WHAT YOU WILL DO:
For each entry below, copy the text exactly and leave out any picture.

Photo-based referring expression data:
==================================================
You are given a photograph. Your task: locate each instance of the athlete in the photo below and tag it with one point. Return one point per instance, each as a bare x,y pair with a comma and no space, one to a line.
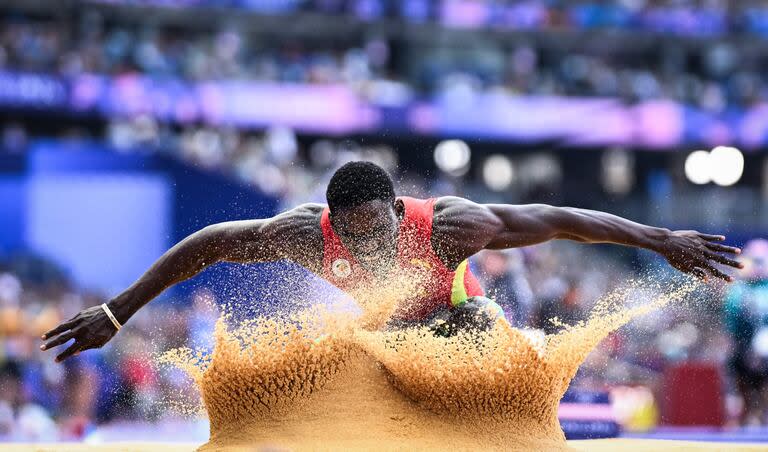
365,232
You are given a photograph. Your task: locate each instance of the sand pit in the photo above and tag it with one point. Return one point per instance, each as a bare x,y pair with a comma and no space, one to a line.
327,382
601,445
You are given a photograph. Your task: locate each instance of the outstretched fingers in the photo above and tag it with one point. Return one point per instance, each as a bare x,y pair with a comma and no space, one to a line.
58,341
59,329
717,247
723,259
718,274
699,273
70,351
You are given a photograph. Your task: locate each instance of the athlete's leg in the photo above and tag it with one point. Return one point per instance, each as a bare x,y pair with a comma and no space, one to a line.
475,314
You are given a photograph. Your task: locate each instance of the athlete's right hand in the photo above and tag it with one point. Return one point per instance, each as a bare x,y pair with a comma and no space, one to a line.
91,328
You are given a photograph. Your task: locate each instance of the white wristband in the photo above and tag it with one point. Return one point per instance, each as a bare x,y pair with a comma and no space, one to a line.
111,316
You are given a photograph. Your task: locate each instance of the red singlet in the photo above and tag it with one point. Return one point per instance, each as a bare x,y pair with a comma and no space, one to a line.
==================================================
COMPLETED EXERCISE:
You are given a photograph. Your task: locate each instance of the athlete in the photo below and tag it with one point. Return one point per instance, each as a bare x,y pair with a comma and no space, one to a line.
365,232
You are given a photograph. Your task: locate each instance of the sand pit in the photo above and tag it with one point. Return one point per instance, each as a bare x,y pair with a comma and no space, one to a line.
327,382
601,445
You are given a photograph. Your task: locate each instance of the outstretched fingers in the photo above and tag it with one point. Return one point per instance, each as a bare x,y pair with a comma and no space, one to a line.
58,341
59,329
717,247
723,259
718,274
699,273
70,351
You are given a photograph. Your task: locate each instance of the athlete's leg in the photo above and tag it with one point. Return one point per instance, each as a bare x,y pair with a comma and no space, one to a line.
475,314
You are given a photograph. Your task: locate each instance of the athlete's right hand in the photo above and tag it with one point. Return one point per instance, each as a bare x,y pair with a comma and no space, one to a line.
91,328
You are given a photograph. Your task: locate each instance of the white wristband in the photo above and tag it with one point. Return one point per instance, each as a bare x,y pair with a comma and no space, one to a line.
111,316
You are given a photograph. Your task: locate each instance of the red singlet in the photo above and tag it with one point. Return one point per instance, each as a bare x,y pair with a comma and no space, one to a line.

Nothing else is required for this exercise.